WORK INSTRUCTIONS - Find each line below that contains the word "fabric", with case counting, and copy those lines.

ENTRIES SUPPLIED -
--*--
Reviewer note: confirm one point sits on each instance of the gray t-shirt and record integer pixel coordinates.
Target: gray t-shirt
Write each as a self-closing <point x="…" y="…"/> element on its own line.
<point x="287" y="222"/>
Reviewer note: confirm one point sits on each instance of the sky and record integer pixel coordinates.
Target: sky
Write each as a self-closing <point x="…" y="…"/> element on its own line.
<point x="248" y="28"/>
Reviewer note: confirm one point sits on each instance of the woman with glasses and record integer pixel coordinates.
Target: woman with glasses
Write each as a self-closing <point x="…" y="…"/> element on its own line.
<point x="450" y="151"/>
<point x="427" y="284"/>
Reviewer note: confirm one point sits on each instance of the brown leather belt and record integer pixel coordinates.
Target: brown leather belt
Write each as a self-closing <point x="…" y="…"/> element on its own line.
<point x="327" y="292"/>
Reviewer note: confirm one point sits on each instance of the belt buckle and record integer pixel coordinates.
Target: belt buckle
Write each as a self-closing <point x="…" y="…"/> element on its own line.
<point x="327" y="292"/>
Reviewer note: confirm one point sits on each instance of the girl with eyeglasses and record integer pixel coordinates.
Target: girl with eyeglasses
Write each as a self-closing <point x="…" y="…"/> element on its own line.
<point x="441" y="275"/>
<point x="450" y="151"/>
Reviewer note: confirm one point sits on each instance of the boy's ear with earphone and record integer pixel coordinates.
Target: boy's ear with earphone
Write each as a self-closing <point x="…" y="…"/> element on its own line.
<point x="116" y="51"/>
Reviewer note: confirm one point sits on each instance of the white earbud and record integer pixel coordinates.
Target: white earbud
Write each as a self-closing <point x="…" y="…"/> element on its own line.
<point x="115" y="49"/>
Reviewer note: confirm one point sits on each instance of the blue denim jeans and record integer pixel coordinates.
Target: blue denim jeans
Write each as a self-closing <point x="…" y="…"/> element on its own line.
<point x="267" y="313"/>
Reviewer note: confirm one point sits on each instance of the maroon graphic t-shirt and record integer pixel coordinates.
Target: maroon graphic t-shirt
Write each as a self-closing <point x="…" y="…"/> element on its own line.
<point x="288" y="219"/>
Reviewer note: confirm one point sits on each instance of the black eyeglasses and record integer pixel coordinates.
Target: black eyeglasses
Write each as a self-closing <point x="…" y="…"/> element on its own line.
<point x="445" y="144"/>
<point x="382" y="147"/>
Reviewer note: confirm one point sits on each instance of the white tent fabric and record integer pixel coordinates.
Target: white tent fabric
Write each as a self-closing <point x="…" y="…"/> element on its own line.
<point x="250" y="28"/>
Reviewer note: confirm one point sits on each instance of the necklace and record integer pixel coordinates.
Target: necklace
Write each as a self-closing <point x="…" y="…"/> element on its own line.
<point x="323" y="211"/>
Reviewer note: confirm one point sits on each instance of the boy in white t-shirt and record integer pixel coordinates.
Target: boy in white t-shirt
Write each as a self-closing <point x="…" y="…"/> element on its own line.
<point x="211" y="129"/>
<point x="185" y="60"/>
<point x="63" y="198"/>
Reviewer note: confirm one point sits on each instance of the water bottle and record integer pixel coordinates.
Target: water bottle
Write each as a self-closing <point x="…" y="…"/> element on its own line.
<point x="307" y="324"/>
--*--
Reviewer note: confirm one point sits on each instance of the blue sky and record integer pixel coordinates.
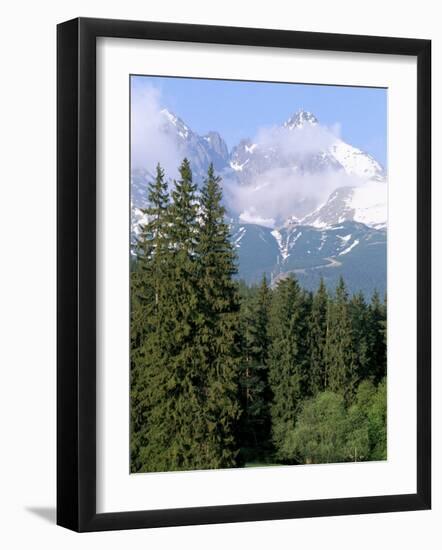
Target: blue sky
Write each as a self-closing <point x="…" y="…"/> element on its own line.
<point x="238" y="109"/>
--*--
TASK ANSWER -
Reviewer note: confirm one point sits on each instance of the white tent fabric and record integer pixel coordinates.
Target: white tent fabric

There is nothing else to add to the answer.